#### EXTRACT TO READ
Stylometry, the study of linguistic style, makes extensive use of computational methods to describe the style of an author’s writing. With our corpus, it is possible to detect changes in writing style over the course of the 19th and 20th centuries. A more formal stylometric analysis would usually entail the application of part of speech codes or complex, dimensionality reduction algorithms such as principal component analysis to study patterns over time of across authors. For this tutorial we will stick to studying sentence length.

The corpus can be split into sentences using the tokenize_sentences function. In this case the result is a list with 236 items in it, each representing a specific document.

sentences <- tokenize_sentences(text)

Next, we want to split each of these sentences into words. The tokenize_words may be used, but not directly on the list object sentences. It would be possible to do this with a for loop again, but there is an easier way. The sapply function provides a more straightforward approach. Here, we want to apply the word tokenizer individually to each document, and so this function works perfectly.
########
#### GIVEN INFORMATION
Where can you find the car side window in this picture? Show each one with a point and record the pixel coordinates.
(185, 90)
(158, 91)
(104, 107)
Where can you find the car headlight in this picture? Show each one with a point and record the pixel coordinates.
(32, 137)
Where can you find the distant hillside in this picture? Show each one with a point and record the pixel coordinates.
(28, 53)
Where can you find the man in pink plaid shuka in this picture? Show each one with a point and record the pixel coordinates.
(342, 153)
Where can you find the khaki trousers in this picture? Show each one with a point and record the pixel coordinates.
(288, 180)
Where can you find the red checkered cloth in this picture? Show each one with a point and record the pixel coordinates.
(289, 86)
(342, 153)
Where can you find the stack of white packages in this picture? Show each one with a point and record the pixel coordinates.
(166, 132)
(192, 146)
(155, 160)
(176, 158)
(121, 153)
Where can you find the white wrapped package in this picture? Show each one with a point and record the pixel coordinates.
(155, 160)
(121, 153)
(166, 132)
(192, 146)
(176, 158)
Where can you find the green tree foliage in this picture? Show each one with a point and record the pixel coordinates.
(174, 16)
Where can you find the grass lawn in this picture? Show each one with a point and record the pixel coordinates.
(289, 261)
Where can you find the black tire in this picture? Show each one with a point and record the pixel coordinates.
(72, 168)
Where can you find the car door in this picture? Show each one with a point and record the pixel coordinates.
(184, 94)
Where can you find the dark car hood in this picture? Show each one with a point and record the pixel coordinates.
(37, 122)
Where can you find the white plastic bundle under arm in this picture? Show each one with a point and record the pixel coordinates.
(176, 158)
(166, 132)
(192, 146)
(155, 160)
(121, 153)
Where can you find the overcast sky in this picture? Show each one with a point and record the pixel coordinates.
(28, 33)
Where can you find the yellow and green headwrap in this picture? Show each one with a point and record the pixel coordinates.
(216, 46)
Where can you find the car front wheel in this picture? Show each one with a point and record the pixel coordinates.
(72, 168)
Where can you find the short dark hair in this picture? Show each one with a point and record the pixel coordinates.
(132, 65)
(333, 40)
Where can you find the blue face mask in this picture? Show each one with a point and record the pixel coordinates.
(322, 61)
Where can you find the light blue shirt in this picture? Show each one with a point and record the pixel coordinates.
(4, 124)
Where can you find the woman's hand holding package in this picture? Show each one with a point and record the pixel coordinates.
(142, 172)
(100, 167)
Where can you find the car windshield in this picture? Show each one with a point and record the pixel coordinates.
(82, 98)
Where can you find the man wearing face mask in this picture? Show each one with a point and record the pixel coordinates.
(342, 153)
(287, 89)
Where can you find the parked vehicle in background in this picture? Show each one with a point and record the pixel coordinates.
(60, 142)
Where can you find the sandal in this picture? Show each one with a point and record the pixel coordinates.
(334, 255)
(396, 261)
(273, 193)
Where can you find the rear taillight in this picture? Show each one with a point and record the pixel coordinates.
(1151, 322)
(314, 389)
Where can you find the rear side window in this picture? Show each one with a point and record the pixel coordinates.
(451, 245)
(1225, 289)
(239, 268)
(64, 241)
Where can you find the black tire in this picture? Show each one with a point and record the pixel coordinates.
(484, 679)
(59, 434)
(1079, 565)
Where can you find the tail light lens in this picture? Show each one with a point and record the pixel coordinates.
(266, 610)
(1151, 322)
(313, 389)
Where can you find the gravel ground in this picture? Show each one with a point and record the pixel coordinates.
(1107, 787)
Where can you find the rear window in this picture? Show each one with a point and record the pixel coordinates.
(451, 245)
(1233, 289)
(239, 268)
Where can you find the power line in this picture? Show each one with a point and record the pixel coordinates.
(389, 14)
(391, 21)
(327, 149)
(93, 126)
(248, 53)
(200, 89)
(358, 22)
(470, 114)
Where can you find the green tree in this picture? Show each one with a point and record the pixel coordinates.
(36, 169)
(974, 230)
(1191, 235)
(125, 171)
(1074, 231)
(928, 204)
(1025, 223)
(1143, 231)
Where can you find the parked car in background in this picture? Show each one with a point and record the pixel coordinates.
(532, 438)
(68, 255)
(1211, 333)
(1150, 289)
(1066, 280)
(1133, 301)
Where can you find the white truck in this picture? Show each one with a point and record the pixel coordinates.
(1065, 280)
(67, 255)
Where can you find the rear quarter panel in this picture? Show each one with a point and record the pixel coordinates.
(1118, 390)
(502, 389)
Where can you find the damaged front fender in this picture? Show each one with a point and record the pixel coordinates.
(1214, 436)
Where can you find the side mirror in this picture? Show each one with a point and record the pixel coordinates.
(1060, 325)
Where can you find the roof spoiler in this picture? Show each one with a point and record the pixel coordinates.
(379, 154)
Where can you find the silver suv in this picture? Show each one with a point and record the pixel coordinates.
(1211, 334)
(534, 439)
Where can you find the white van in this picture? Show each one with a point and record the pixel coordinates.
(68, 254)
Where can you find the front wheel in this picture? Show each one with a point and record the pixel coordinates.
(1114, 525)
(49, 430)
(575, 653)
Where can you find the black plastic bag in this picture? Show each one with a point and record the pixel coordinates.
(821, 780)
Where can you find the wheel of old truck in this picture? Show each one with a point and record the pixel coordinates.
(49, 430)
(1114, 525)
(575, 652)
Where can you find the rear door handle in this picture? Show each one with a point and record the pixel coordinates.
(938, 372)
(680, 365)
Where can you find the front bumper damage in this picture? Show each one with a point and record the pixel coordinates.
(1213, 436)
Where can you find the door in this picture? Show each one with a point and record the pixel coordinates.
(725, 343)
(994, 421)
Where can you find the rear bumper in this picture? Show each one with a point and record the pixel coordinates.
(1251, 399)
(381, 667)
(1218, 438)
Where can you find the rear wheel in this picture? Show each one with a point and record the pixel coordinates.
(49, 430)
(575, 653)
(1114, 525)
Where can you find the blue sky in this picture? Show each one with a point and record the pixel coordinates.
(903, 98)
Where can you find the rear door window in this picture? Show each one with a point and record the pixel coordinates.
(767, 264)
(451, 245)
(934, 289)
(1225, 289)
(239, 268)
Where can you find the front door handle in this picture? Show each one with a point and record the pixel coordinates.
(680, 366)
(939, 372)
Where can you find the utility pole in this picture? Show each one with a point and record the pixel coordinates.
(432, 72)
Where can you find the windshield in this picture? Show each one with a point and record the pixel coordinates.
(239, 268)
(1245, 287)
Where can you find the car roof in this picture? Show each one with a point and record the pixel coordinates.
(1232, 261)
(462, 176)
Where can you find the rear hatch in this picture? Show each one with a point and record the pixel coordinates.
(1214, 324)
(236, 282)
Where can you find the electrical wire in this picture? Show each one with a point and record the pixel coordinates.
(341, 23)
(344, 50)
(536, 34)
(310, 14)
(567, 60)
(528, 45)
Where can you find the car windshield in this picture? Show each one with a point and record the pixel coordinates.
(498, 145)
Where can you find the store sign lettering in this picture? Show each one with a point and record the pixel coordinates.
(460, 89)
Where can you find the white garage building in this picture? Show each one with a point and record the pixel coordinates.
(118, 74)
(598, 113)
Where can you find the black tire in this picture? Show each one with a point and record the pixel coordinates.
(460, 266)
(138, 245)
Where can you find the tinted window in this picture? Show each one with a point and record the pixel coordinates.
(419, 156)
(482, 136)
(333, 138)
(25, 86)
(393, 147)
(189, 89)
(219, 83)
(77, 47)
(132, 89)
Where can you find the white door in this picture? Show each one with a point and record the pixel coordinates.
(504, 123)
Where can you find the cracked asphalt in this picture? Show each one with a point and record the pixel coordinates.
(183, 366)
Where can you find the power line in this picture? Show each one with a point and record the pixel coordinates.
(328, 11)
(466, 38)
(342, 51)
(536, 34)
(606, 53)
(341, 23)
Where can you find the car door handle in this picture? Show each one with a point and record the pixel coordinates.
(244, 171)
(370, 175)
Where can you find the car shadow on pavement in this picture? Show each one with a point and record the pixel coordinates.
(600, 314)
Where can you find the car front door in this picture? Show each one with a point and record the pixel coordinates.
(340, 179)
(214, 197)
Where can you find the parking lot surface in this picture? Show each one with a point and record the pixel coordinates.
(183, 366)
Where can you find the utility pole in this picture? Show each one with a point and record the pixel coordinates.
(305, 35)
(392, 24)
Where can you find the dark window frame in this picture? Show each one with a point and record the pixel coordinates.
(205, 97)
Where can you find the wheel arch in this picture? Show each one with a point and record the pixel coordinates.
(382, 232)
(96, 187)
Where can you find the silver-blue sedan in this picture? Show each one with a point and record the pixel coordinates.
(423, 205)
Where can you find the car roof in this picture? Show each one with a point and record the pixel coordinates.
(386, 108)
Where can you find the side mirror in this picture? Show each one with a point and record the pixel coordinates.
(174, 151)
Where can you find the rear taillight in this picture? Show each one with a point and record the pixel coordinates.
########
WORK TASK
Continue the tutorial on stylometry and sentence length, starting after its final sentence.

REPLY
sentence_words <- sapply(sentences, tokenize_words)

We now have a list (with each element representing a document) of lists (with each element representing the words in a given sentence). The output we need is a list object giving the length of each sentence in a given document. To do this, we now combine a for loop with the sapply function.

sentence_length <- list()
for (i in 1:nrow(metadata)) {
  sentence_length[[i]] <- sapply(sentence_words[[i]], length)
}

The output of sentence_length may be visualized over time. We first need to summarize all of the sentence lengths within a document to a single number. The median function, which finds the 50th percentile of its inputs, is a good choice for summarizing these as it will not be overly effected by a parsing error that may mistakenly create an artificially long sentence.⁷

sentence_length_median <- sapply(sentence_length, median)

We now plot this variable against the speech year using, once again, the qplot function.

qplot(metadata$year, sentence_length_median)

Median sentence length for each State of the Union Address.

The plot shows a strong general trend in shorter sentences over the two centuries of our corpus. Recall that a few addresses in the later half of the 20th century were long, written addresses much like those of the 19th century. It is particularly interesting that these do not show up in terms of the median sentence length. This points out at least one way in which the State of the Union addresses have been changed and adapted over time.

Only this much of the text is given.